[start of Passage provided]
House debates

Wednesday, 3 September 2008

Social Security and Veterans' Entitlements Legislation Amendment (Schooling Requirements) Bill 2008

Second Reading

5:56 pm

Photo of Barry HaaseBarry Haase (Kalgoorlie, Liberal Party, Shadow Parliamentary Secretary for Infrastructure, Roads and Transport) Share this | Hansard source

I thank you for the opportunity, Mr Deputy Speaker. It gives me a great deal of pleasure to speak this evening to the Social Security and Veterans’ Entitlements Legislation Amendment (Schooling Requirements) Bill 2008, because it is something that I have been deeply concerned with for my 10 years in this place. This bill is not before time. It ought to have been considered back in about 1967. And it is with some regret that I confess that not a lot of progress was made in the eight years prior to the last two, if I can put it that way. But, in the last stages of the previous government, the Hon. Mal Brough had the intestinal fortitude to take policies like this to the people, having been badgered by me for the previous eight years.

The problem that exists currently in rural and remote Western Australia—and I will speak passionately about that location on behalf of the constituents of the federal seat of Kalgoorlie—is a shortage of labour, and especially a shortage of unskilled and semiskilled labour. We are talking today about how we can possibly solve the labour shortage—perhaps by granting working visas to Pacific Islanders. We had hoped to have East Timorese as well, but that is not going to come to pass, it seems. And writ clearly in the public mind presently is that we are abusing the opportunity to work for Australians. But my experience indicates that nothing could be further from the truth.
[end of Passage provided]
[start of Extracted information]
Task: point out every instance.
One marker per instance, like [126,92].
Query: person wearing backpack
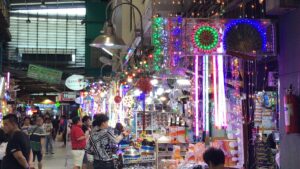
[101,142]
[37,140]
[18,154]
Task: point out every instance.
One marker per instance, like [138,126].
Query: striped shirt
[101,143]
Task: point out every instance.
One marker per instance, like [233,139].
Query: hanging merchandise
[118,99]
[144,84]
[291,112]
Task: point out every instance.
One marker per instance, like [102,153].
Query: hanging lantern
[144,85]
[118,99]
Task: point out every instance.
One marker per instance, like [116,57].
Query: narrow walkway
[60,160]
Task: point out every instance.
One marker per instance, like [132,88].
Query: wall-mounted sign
[76,82]
[67,96]
[44,74]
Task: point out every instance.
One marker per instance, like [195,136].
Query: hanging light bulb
[160,91]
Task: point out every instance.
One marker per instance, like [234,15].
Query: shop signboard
[76,82]
[68,96]
[44,74]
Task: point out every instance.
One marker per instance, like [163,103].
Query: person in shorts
[78,141]
[214,158]
[18,154]
[37,140]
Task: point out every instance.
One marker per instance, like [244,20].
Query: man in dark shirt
[86,128]
[18,153]
[37,140]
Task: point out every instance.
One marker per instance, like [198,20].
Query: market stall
[188,93]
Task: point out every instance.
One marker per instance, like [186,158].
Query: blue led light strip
[254,23]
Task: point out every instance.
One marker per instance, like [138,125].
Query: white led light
[137,92]
[159,91]
[183,82]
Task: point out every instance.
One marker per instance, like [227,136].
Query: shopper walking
[214,158]
[3,145]
[18,147]
[63,128]
[78,141]
[49,139]
[37,140]
[101,142]
[26,125]
[86,128]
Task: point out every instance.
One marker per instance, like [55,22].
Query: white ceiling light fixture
[109,39]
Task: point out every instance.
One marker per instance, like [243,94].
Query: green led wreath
[206,38]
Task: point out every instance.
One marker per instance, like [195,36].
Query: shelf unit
[165,151]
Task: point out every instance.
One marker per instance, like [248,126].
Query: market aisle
[58,160]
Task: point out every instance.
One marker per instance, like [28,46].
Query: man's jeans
[103,164]
[49,144]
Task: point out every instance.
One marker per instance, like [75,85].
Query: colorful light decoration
[196,78]
[221,93]
[158,41]
[205,95]
[206,37]
[256,24]
[215,87]
[175,46]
[end of Extracted information]
What to work on
1. Translate this sentence from the parliamentary speech into Spanish: "It ought to have been considered back in about 1967."
2. In the parliamentary speech, which federal seat does the speaker represent?
3. Carry on the parliamentary speech from its final sentence.
These records come from a separate source.

Outputs
1. Debería haberse examinado allá por 1967.

2. Kalgoorlie.

3.
In my electorate I have horticultural industry, I have vineyards, I have restaurants, I have roadhouses—I have a multitude of employers in the low-skilled and semiskilled areas screaming out for employees. I also have, in most of these areas where they are crying out for the opportunity to have an employee come through their door, a large number of able-bodied, very capable, Indigenous people. And very rarely do the two come together to form some sort of workable solution, because the majority of these unemployed people do not have the foundations of education and the ‘three R’s’ skills that we speak of. You will excuse me, Mr Deputy Speaker, for generalising to some degree. But the problems are most obvious where the situation is most extreme—that is logic. In Broome, I see restaurants with half of their tables roped off because they cannot get waiters and waitresses to serve their public. I see roadhouses that apologise for their atrocious service because they cannot get somebody to fill the pie-warmer and take the cash. The situation makes some of my small business people literally weep.

This bill will go some way, I believe, towards encouraging Aboriginal parents to be concerned about the attendance at school of their children. So many of my Aboriginal couples have no interest whatsoever in whether or not their children attend school, because there is nothing in it for them. They have no interest in education because they see the outcomes of education as having no significance. Certainly there are never going to be jobs provided to Indigenous people living in communities, because there is no commerce as such; therefore, why bother with all the rigmarole of sending kids to school, getting them out of the house, getting lunch for them, making sure they have clean clothes, making sure they go to sleep the night before and mucking around with homework and all the other humbugs? Education has never, ever had significance for a great number of my Indigenous parents in communities.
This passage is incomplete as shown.